Stated problem — Please rewrite the lines of the listing below as a numbered list, skipping any blank lines and leaving the pictures out.

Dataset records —
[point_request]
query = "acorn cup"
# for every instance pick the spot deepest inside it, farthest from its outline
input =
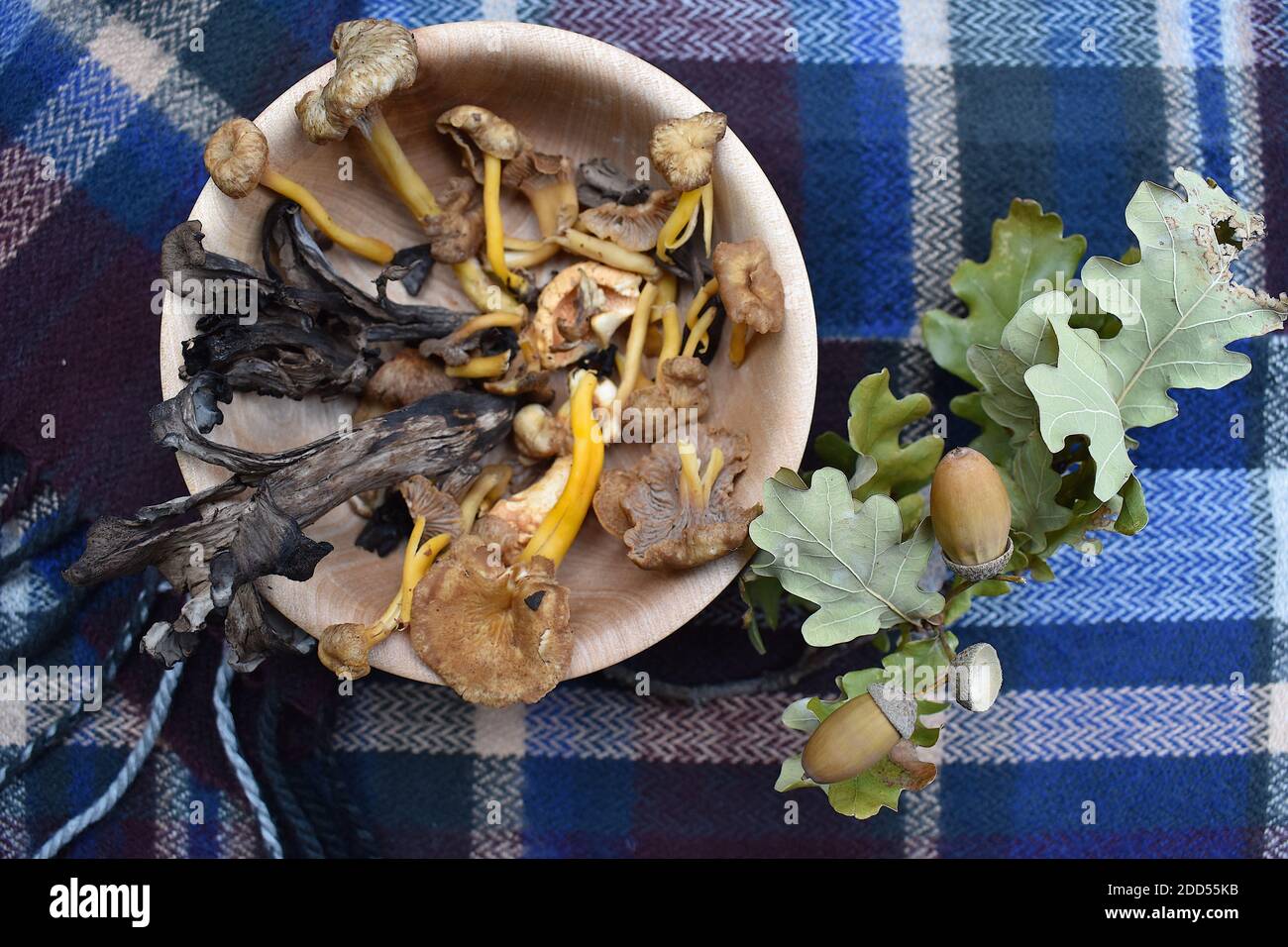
(971, 514)
(859, 735)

Exercise result —
1. [point_request]
2. query = "acorn cup"
3. # for every instance pick the spot deepest inside it, farthest from its outline
4. input =
5. (971, 514)
6. (859, 735)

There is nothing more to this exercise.